>> START Text to read

Re: Kling Strip paint stripper

Post by ingrid » Wed 15th Mar, 2006 10:10 pm

Do you still have the kling strip. I was looking for some to strip my skirting boards. Would you recommend it?


Re: Kling Strip paint stripper

Post by Antwerpman » Thu 16th Mar, 2006 7:00 am

I have used Kling strip (last week in fact) and I think it is very good. Compared to nitromorse and the like it is very different in both its physical characteristics and how it works.

As said you simply apply it (with a small trowel), cover with cling film and leave for a day or more.

Taking it off is a little messy but not terrible, most of it you can `scrape` off (not as with nitromorse but just using something to lift off the thick of the paste, not scraping the wood) and then wash off the residue. It is this last bit which is the messy part (but not very if you are careful)

I actually found the best results were obtained using a good heat gun to take off the thick top layers/gloss and then using the Kling strip. This gives wood which then looks like it has never been painted - great result!

Look at the site for the suppliers of Kling strip, it is not so expensive and they do deliver. I reckon an 18kg tub (10 Litres) would do the skirtings on a 5m x 5m room quite easily

David Penrose

Re: Kling Strip paint stripper

Post by David Penrose » Thu 16th Mar, 2006 7:16 pm

Ingrid - I have found Klingstrip excellent for stripping paint off hardwood beams, doors, etc. However, I am less satisfied with the results it gives on softwood - are your skirtings softwood?
I find that it tends to darken the colour of softwood, and to leave the surface a bit "woolly".

>> END Text to read

Stated problem 1 — List the usernames of everyone who posts in the paint stripper thread.
The rows that follow have nothing to do with the paint stripper thread.

>> START Data listing

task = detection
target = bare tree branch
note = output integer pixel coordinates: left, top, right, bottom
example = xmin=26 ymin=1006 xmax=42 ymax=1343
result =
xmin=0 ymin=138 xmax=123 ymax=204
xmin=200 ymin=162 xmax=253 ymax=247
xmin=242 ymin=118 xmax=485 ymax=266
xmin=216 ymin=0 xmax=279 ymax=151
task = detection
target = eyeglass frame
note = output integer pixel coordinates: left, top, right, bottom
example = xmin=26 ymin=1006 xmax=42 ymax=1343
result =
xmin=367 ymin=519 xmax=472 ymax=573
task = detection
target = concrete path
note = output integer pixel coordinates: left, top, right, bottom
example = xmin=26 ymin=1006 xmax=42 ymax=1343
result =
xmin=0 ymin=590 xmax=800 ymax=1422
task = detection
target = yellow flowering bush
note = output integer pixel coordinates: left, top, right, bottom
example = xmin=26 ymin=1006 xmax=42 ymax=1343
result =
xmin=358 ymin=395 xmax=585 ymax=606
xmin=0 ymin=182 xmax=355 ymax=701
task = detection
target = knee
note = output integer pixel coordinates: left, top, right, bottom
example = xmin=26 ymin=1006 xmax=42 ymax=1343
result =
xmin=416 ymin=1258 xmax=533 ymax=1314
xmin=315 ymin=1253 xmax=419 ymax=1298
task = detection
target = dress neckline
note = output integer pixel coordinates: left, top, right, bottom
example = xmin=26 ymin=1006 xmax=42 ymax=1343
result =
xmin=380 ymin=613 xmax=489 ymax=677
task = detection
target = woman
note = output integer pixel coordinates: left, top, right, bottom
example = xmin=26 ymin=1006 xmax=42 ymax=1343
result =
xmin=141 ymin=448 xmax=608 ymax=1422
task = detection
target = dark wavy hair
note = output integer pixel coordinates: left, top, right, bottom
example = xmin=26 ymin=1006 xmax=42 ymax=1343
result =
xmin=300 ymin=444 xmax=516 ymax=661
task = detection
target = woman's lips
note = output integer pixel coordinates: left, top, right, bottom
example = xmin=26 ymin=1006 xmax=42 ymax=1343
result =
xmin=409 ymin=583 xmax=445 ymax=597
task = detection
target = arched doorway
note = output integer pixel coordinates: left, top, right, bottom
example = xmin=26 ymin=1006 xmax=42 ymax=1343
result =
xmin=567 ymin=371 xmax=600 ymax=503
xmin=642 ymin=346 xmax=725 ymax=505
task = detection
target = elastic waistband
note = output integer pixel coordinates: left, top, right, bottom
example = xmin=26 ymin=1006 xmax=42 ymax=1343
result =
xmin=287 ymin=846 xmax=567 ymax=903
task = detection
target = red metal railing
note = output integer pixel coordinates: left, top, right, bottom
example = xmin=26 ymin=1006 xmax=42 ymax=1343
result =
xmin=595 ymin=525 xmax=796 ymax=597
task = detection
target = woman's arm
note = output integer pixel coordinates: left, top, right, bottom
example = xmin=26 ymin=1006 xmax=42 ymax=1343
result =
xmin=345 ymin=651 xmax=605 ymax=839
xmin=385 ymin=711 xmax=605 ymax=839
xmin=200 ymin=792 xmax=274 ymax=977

>> END Data listing

Stated problem 2 — Copy the rows, including their request lines, from the first line of the rows up to and including the line with "xmin=0 ymin=182 xmax=355 ymax=701", and shift every bounding-box coordinate in the results by -55. Output only those lines.

Final answer 1 — ingrid, Antwerpman, David Penrose

Final answer 2 —
task = detection
target = bare tree branch
note = output integer pixel coordinates: left, top, right, bottom
example = xmin=26 ymin=1006 xmax=42 ymax=1343
result =
xmin=-55 ymin=83 xmax=68 ymax=149
xmin=145 ymin=107 xmax=198 ymax=192
xmin=187 ymin=63 xmax=430 ymax=211
xmin=161 ymin=-55 xmax=224 ymax=96
task = detection
target = eyeglass frame
note = output integer pixel coordinates: left, top, right, bottom
example = xmin=26 ymin=1006 xmax=42 ymax=1343
result =
xmin=312 ymin=464 xmax=417 ymax=518
task = detection
target = concrete path
note = output integer pixel coordinates: left, top, right, bottom
example = xmin=26 ymin=1006 xmax=42 ymax=1343
result =
xmin=-55 ymin=535 xmax=745 ymax=1367
task = detection
target = yellow flowering bush
note = output integer pixel coordinates: left, top, right, bottom
example = xmin=26 ymin=1006 xmax=42 ymax=1343
result =
xmin=303 ymin=340 xmax=530 ymax=551
xmin=-55 ymin=127 xmax=300 ymax=646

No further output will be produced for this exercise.